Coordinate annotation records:
========================
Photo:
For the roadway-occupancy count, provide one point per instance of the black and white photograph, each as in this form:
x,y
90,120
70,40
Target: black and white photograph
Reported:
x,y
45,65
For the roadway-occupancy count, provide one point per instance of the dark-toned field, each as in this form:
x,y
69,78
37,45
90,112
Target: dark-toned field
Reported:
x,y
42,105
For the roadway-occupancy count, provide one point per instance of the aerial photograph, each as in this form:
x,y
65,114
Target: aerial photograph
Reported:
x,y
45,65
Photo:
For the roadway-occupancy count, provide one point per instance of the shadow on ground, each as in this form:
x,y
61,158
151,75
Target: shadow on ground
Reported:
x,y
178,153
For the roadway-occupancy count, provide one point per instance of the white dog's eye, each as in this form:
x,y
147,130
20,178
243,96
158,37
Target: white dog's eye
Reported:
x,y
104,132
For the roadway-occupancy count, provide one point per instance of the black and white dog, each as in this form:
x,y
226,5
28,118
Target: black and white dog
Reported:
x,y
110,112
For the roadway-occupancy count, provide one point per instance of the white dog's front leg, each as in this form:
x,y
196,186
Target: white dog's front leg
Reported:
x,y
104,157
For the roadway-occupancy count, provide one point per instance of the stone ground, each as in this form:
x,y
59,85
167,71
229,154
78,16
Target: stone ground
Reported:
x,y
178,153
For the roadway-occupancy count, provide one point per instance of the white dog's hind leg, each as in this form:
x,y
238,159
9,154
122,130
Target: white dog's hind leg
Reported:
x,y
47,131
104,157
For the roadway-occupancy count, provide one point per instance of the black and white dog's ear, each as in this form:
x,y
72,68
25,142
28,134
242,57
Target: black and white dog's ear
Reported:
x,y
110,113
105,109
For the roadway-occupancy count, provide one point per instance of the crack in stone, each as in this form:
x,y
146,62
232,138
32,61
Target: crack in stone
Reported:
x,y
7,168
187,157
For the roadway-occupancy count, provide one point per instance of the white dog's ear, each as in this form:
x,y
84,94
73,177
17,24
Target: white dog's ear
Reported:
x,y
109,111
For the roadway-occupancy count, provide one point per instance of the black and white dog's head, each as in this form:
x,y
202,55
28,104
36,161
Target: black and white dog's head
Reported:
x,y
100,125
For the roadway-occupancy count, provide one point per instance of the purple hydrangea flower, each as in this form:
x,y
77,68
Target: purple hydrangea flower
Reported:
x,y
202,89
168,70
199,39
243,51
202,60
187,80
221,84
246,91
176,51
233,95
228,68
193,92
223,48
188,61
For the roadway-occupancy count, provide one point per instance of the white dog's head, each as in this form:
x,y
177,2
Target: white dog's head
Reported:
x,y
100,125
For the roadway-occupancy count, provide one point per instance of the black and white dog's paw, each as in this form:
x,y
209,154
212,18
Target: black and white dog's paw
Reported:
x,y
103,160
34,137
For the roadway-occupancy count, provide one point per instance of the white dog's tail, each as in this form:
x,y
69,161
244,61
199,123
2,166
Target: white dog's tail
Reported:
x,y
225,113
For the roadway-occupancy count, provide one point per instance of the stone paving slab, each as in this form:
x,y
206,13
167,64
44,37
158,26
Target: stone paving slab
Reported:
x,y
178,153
========================
What the task asks — Arrange all of the material above as a JSON list of strings. Each line becomes one string, and blank lines are left out.

Final result —
[
  "Photo:",
  "For the roadway-occupancy count, provide one point per instance of the black and white photograph, each as in this form:",
  "x,y",
  "90,120",
  "70,40",
  "Target: black and white photograph",
  "Reported:",
  "x,y",
  "45,65",
  "For the roadway-occupancy count, provide one point per instance of the dark-toned field, each as in this form:",
  "x,y",
  "69,78",
  "37,45",
  "90,112",
  "Target: dark-toned field",
  "Reported:",
  "x,y",
  "42,105",
  "For the roadway-occupancy count, provide one point per instance of the aerial photograph, each as in this form:",
  "x,y",
  "65,114",
  "Target: aerial photograph",
  "Reported:",
  "x,y",
  "45,65",
  "Photo:",
  "For the roadway-occupancy count, provide one point per instance of the shadow on ground, each as in this form:",
  "x,y",
  "61,158",
  "151,75",
  "Target: shadow on ground",
  "Reported:",
  "x,y",
  "178,153",
  "For the roadway-occupancy count, provide one point per instance of the white dog's eye, each as in this form:",
  "x,y",
  "147,130",
  "20,178",
  "243,96",
  "158,37",
  "Target: white dog's eye",
  "Reported:",
  "x,y",
  "104,132",
  "For the roadway-occupancy count, provide one point per instance of the black and white dog, each as in this form:",
  "x,y",
  "226,5",
  "28,118",
  "Target: black and white dog",
  "Reported:",
  "x,y",
  "110,112",
  "For the roadway-occupancy count, provide one point per instance of the white dog's front leg, each as in this form:",
  "x,y",
  "196,186",
  "Target: white dog's front leg",
  "Reported:",
  "x,y",
  "104,157",
  "For the roadway-occupancy count, provide one point per instance of the stone ground, each as in this form:",
  "x,y",
  "59,85",
  "167,71",
  "229,154",
  "78,16",
  "Target: stone ground",
  "Reported:",
  "x,y",
  "178,153",
  "For the roadway-occupancy count, provide one point per instance of the white dog's hind leg, each as in this form:",
  "x,y",
  "238,159",
  "9,154",
  "122,130",
  "Target: white dog's hind leg",
  "Reported:",
  "x,y",
  "47,131",
  "104,157",
  "For the roadway-occupancy count, provide one point per instance of the black and white dog's ear, each as in this form:",
  "x,y",
  "72,68",
  "25,142",
  "28,134",
  "242,57",
  "Target: black and white dog's ear",
  "Reported:",
  "x,y",
  "110,113",
  "105,109",
  "For the roadway-occupancy count, provide one point per instance of the crack in stone, each as in this form:",
  "x,y",
  "146,62",
  "232,138",
  "32,61",
  "Target: crack in stone",
  "Reported:",
  "x,y",
  "7,168",
  "187,157",
  "For the roadway-occupancy count, provide one point per instance of the white dog's ear, each as in this form:",
  "x,y",
  "84,94",
  "73,177",
  "17,24",
  "Target: white dog's ear",
  "Reported:",
  "x,y",
  "109,111",
  "For the roadway-occupancy count, provide one point per instance of the black and white dog's head, each as in this form:",
  "x,y",
  "202,55",
  "28,104",
  "36,161",
  "Target: black and white dog's head",
  "Reported:",
  "x,y",
  "100,125",
  "For the roadway-occupancy count, provide one point per instance of the purple hydrangea flower, each as in this form:",
  "x,y",
  "77,68",
  "Target: purple hydrangea flower",
  "Reported:",
  "x,y",
  "202,89",
  "168,70",
  "199,39",
  "243,51",
  "202,60",
  "187,80",
  "221,84",
  "246,91",
  "176,51",
  "233,95",
  "228,68",
  "193,92",
  "223,48",
  "188,61",
  "For the roadway-occupancy count, provide one point per instance of the white dog's head, each as in this form:",
  "x,y",
  "177,2",
  "Target: white dog's head",
  "Reported:",
  "x,y",
  "100,125",
  "For the roadway-occupancy count, provide one point per instance of the black and white dog's paw, each as in this form:",
  "x,y",
  "209,154",
  "212,18",
  "Target: black and white dog's paw",
  "Reported:",
  "x,y",
  "103,160",
  "34,137",
  "For the roadway-occupancy count, provide one point per instance of the white dog's tail, each as in this form:",
  "x,y",
  "69,161",
  "244,61",
  "199,123",
  "2,166",
  "Target: white dog's tail",
  "Reported:",
  "x,y",
  "225,113",
  "For the roadway-occupancy count, provide one point per instance of the stone paving slab, each as in this form:",
  "x,y",
  "206,13",
  "167,64",
  "44,37",
  "158,26",
  "Target: stone paving slab",
  "Reported:",
  "x,y",
  "178,153"
]